**Short exercise 1**.
In the committee transcript, which committee did Mrs. Vignola want the motion referred to?
**Short exercise 2**.
Please continue the committee transcript from the point where it stops.

**Extract to read**.
** BEGIN **
Garnett Genuis Conservative Sherwood Park—Fort Saskatchewan, AB

On a point of order, Mr. Chair, I was looking at the translation as well. I think what the member said was that we should send a letter to PROC, which would be a different substantive motion. Again, if a member has the floor, they have the right to move a motion to adjourn debate. But if the member says that we should send a letter and then cedes the floor, I would very much like to speak to this motion.

Someone can get on the list after me and move adjournment of the debate, but I do think we should have an opportunity to have discussion of this. In any event, I don't think the member moved the motion while she had the floor. She said we should send a letter, which is a different matter.

That's on a point of order.

3:50 p.m.

Conservative

The Chair Conservative Kelly McCauley

Go ahead, Mrs. Vignola, and then I will discuss this.

3:50 p.m.

Bloc

Julie Vignola Bloc Beauport—Limoilou, QC

I'll repeat what I said. I moved that we adjourn the debate to consider asking the chair to write a letter to refer the motion to the Standing Committee on Procedure and House Affairs.

I have therefore moved to adjourn the debate first and foremost. I move a motion to add the debate.

3:55 p.m.

Conservative

Garnett Genuis Conservative Sherwood Park—Fort Saskatchewan, AB

Just on the point of order, Mr. Chair, the member had to say it while she had the floor, and I don't think she has the floor anymore.

3:55 p.m.

Conservative

The Chair Conservative Kelly McCauley

I understand the intent. Normally, we would just vote on the intent because of the way the committee has operated. Putting a condition on it brings it up for debate.

Why don't we hear from Mr. Genuis, and then we can go back to Mrs. Vignola and she can clarify what she wants.
** END **
**Provided data**.
** BEGIN **
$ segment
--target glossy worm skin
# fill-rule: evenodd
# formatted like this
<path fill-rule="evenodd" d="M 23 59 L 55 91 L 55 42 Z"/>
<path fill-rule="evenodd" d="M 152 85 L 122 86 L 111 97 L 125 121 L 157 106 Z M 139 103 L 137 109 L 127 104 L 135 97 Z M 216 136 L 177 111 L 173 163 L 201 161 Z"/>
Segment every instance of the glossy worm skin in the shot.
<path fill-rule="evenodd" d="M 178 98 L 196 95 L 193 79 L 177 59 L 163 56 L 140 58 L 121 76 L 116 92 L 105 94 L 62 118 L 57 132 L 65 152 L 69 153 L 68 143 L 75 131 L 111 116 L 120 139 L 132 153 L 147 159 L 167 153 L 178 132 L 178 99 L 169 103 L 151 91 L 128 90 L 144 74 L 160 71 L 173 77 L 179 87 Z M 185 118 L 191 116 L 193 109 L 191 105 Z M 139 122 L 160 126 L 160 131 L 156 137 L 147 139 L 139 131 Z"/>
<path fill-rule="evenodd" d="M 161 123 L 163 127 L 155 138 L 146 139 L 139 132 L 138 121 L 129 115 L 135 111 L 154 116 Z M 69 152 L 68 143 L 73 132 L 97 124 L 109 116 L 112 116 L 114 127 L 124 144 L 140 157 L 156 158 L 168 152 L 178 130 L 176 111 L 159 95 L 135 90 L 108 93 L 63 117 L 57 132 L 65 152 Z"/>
** END **
**Exercise answer 1**.
The Standing Committee on Procedure and House Affairs.

**Exercise answer 2**.
Mr. Johns, did you want to chime in as well after Mr. Genuis?

3:55 p.m.

NDP

Gord Johns NDP Courtenay—Alberni, BC

You're the chair.

3:55 p.m.

Conservative

The Chair Conservative Kelly McCauley

I'm asking you.

3:55 p.m.

NDP

Gord Johns NDP Courtenay—Alberni, BC

She has priority.

3:55 p.m.

Conservative

The Chair Conservative Kelly McCauley

So it's Mr. Genuis, then Mrs. Vignola and then you.

3:55 p.m.

NDP

Gord Johns NDP Courtenay—Alberni, BC

Yes, just leave it like that.

3:55 p.m.

Conservative

The Chair Conservative Kelly McCauley

Why don't you have your say, Mr. Genuis, and then we can go back to Mrs. Vignola, and then Mr. Kusmierczyk after Mr. Johns.

3:55 p.m.

Conservative

Garnett Genuis Conservative Sherwood Park—Fort Saskatchewan, AB

Thank you, Chair.

Obviously, the majority of the committee will have its will, but I hope we have an opportunity to at least have some discussion here today, because I think there are a lot of important points that need to be aired on this.

I want to start by sharing a little bit of personal context. I haven't spoken on this issue yet, but it's personal for me. My grandmother was a Holocaust survivor. I share in the shock about what happened on Friday. I personally wasn't here when it happened. I only found out about it afterwards. For me growing up, knowing about the Holocaust and World War II was obviously really important. It was a part of my family's history, as well as world history. My parents always emphasized the importance of knowing about history, how learning about history is how we avoid repeating it, how we learn from the mistakes of history, and how it's especially important for us to learn about these darker moments in our collective history so we can prevent these grave evils from repeating themselves.

The promise that was made to my grandmother's generation, the promise of “never again”, of not allowing genocides to happen in the future, is one we have obviously failed to deliver on. We have rising anti-Semitism around world, including here in Canada. By my count, there have been four instances in the time I've been a member of Parliament in which this House has recognized contemporaneous acts of genocide, so we know genocide continues. This, again, underlines the importance of knowing world history, of knowing our history, and of having that inform the decisions that our institutions make.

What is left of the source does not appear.